* [GIVEN PASSAGE]:
_ _ _ _ _ _ _

Parliament now has before it a wide-ranging package of legislation on military and civil intelligence. In its statement to the Parliamentary Committee on Defence, the UJF has pointed out errors and problematic issues in the draft legislation that could in practice erode source protection for journalists.

We should be prepared for the fact that in the future the authorities may access communications between journalists and their sources, writes UJF lawyer Tytti Oras.

Parliament now has before it a wide-ranging package of legislation on military and civil intelligence. In its statement to the Parliamentary Committee on Defence, the UJF has pointed out errors and problematic issues in the draft legislation that could in practice erode source protection for journalists.

It remains uncertain, for instance, whether oversight of intelligence gathering would be effective with the resources mentioned in the proposed bills, and how the legal rights of the individual could be guaranteed when it is not always necessary to notify the subject of communications interception that the operation has ended.

Source protection refers to a journalist’s right not to reveal sources in a pre-trial investigation or during a trial. Source protection safeguards journalistic information acquisition and facilitates public debate. According to the Guidelines for Journalists, the journalist has the right and obligation to keep secret the identity of a person who has provided information confidentially when this has been agreed with the source.

There are some limits on intelligence gathering with respect to source protection safeguards in the draft bills. In them, intelligence gathering may not be expressly targeted at information that comes under source protection. On the other hand, the bar on intelligence gathering does not apply to all journalists’ communications, so in practice it is possible that information covered by source protection ends up with the authorities. In most cases, such information should be immediately disposed of.

_ _ _ _ _ _ _

* [STATED EXERCISE 1]: In the passage on intelligence legislation and source protection, what should happen in most cases to source-protected information that ends up with the authorities?
* [STATED EXERCISE 2]: Pick up the piece on intelligence legislation and source protection after its final sentence and carry it forward.

_ _ _ _ _ _ _

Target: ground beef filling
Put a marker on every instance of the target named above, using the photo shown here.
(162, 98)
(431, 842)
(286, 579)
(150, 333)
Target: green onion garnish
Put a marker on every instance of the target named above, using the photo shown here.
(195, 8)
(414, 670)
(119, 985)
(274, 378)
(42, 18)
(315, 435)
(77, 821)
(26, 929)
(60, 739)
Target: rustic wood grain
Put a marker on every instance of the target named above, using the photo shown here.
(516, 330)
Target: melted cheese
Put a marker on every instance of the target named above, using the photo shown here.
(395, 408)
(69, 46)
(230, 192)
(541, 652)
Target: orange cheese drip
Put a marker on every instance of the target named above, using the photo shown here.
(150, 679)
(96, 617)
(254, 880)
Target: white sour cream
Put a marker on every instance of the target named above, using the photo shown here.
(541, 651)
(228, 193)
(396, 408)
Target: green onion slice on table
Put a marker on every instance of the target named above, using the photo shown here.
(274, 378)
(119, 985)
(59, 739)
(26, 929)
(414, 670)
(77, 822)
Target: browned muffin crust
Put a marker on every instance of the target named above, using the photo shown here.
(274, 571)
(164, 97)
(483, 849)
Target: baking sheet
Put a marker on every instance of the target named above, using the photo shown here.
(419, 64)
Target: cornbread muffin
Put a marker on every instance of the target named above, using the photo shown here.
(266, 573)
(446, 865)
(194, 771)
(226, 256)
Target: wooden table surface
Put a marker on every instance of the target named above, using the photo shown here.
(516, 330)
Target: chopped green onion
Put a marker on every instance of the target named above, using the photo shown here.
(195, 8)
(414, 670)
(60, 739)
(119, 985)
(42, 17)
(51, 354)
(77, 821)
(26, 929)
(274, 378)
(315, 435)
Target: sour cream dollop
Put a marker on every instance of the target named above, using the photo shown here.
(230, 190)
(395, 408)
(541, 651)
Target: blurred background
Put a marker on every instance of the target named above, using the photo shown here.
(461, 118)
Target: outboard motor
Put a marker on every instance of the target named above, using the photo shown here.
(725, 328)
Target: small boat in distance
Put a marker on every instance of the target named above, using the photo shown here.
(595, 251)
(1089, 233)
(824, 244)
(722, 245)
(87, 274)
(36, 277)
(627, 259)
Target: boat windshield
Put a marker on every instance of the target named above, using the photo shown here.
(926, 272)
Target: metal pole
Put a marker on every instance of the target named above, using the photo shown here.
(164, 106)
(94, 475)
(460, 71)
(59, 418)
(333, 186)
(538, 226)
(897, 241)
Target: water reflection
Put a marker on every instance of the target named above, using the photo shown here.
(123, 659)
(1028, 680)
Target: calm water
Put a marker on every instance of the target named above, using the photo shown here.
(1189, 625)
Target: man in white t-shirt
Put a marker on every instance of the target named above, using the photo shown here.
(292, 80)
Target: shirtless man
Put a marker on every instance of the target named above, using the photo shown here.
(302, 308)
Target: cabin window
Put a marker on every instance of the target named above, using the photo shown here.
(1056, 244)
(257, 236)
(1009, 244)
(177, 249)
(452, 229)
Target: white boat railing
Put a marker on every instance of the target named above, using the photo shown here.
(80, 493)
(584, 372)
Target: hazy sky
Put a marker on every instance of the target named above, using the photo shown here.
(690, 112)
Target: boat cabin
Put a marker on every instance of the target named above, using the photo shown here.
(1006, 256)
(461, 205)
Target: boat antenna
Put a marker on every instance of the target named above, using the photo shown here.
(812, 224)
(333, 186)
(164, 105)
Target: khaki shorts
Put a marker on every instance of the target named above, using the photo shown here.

_ _ _ _ _ _ _

* [FINAL ANSWER 1]: It should be immediately disposed of.

* [FINAL ANSWER 2]:
But the obligation to do so does not alter the fact that confidential information will have already come into the wrong hands. If during communications intelligence gathering a message is read “accidentally” it can’t then be unread.

In the future, therefore, we will have to bear in mind that the authorities may be aware of communications between journalists and sources. So it’ll be up to journalists to decide for themselves what sort of protection to promise their sources.

Source protection hasn’t been entirely watertight as it is. When investigating criminal suspects, the police have been able to tap phone calls. But in the future journalists’ communications could be picked up by intelligence officials in situations where neither party to the communications is even a suspected of having committed an offense.

People will be able to notify the intelligence agencies if they suspect that they’ve been illegally targeted for surveillance. But journalists will not always be entitled to know whether they are subject to surveillance.